A loro un criterio di giudizio l’ha dato la Cassazione: «È sufficiente – si legge nella sentenza 3147 del 1998 – che l’agente abbia posto in essere, volontariamente e consapevolmente, un qualsiasi comportamento che abbia reso più agevole la realizzazione del suicidio ». È quanto fatto da Cappato? Sembra proprio di sì, visto che è stato egli stesso ad autodenunciarsi. Ma quand’anche i giudici rispondessero “no” dovrebbero motivare il verdetto su circostanze di quell’episodio specifico.

(Righe del dataset)
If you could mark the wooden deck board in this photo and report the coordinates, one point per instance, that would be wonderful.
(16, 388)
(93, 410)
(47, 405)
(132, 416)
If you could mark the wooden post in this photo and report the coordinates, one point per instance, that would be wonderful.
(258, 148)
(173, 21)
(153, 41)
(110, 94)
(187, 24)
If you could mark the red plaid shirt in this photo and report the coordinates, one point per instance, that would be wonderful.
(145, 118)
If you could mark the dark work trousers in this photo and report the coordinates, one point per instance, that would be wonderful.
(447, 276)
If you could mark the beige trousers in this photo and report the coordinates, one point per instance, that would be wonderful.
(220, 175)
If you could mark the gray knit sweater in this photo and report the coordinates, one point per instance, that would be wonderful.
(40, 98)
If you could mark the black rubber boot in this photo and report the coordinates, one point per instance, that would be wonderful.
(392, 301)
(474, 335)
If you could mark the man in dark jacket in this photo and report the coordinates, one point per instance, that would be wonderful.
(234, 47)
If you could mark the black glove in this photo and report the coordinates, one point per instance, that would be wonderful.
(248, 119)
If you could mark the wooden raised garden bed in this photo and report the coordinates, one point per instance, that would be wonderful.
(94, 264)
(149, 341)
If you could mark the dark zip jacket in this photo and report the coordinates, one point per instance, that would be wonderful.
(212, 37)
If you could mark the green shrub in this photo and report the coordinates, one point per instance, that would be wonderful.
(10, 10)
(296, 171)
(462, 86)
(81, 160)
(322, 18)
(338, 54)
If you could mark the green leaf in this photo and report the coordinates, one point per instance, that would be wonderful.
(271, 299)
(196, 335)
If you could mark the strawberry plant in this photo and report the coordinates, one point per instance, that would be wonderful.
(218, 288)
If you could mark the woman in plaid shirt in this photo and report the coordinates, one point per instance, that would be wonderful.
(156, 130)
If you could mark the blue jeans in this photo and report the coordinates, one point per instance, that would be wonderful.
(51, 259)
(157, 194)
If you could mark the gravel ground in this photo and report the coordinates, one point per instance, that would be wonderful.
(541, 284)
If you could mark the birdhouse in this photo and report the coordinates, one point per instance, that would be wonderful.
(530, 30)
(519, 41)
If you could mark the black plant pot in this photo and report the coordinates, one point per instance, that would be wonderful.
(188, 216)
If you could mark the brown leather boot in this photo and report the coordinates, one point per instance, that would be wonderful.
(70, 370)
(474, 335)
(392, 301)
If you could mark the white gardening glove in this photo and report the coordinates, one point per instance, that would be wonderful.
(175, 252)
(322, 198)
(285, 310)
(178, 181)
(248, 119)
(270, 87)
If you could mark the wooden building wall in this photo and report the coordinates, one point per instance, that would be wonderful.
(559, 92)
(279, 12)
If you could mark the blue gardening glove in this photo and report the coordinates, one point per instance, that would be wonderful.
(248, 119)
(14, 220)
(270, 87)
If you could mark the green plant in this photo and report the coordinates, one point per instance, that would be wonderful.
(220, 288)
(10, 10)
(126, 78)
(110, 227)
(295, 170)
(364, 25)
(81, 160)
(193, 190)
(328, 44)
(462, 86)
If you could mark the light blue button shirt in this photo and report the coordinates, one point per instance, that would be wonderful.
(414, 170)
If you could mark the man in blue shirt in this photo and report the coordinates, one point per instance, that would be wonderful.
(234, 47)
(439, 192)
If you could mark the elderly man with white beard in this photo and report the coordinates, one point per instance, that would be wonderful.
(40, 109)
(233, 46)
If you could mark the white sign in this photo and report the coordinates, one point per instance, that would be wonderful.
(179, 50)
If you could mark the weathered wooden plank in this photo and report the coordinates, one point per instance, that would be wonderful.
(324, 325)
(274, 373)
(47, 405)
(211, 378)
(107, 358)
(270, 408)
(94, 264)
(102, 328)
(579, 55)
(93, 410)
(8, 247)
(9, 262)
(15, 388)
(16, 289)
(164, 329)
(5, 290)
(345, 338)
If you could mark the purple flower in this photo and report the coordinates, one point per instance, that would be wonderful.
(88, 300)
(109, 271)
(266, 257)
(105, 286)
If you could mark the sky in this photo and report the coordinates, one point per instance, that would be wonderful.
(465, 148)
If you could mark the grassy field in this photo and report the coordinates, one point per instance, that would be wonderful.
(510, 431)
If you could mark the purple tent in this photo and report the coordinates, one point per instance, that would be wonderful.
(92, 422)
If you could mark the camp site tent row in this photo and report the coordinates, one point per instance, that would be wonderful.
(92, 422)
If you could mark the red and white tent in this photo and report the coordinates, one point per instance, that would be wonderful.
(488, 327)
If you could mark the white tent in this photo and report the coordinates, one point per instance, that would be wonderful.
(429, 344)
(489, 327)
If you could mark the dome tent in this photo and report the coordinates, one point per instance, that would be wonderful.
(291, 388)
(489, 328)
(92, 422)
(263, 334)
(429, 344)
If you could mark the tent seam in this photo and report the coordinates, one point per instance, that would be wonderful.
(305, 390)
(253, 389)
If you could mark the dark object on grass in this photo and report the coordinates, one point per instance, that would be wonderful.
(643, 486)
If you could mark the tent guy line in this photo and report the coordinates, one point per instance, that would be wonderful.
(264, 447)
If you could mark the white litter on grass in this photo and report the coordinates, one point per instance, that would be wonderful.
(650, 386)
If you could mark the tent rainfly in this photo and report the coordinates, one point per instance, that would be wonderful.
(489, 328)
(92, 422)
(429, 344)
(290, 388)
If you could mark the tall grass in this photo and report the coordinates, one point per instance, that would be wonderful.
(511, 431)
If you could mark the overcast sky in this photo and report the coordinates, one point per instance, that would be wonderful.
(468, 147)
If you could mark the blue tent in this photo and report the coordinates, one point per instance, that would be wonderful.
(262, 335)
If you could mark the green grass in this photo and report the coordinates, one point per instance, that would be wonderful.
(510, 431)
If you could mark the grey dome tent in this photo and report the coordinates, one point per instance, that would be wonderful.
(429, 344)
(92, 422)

» **CONSEGNA A**:
Rispondi alle seguenti domande basandoti sul testo estratto.
(i) Quale sentenza della Cassazione viene citata, con numero e anno?
(ii) Secondo il testo estratto, chi ha denunciato Cappato?
(iii) Su che cosa dovrebbero motivare il verdetto i giudici, se rispondessero "no"?
» **CONSEGNA B**: Riscrivi tutte le voci, dalla riga che contiene "If you could mark the blue tent" fino all'ultima voce compresa, sostituendo "that would be wonderful" con "that would be great" e lasciando invariato tutto il resto.

» **SOLUZIONE ESERCIZIO A**:
(i) La sentenza 3147 del 1998.
(ii) Cappato stesso, che si è autodenunciato.
(iii) Su circostanze di quell'episodio specifico.

» **SOLUZIONE ESERCIZIO B**:
If you could mark the blue tent in this photo and report the coordinates, one point per instance, that would be great.
(262, 335)
If you could mark the green grass in this photo and report the coordinates, one point per instance, that would be great.
(510, 431)
If you could mark the grey dome tent in this photo and report the coordinates, one point per instance, that would be great.
(429, 344)
(92, 422)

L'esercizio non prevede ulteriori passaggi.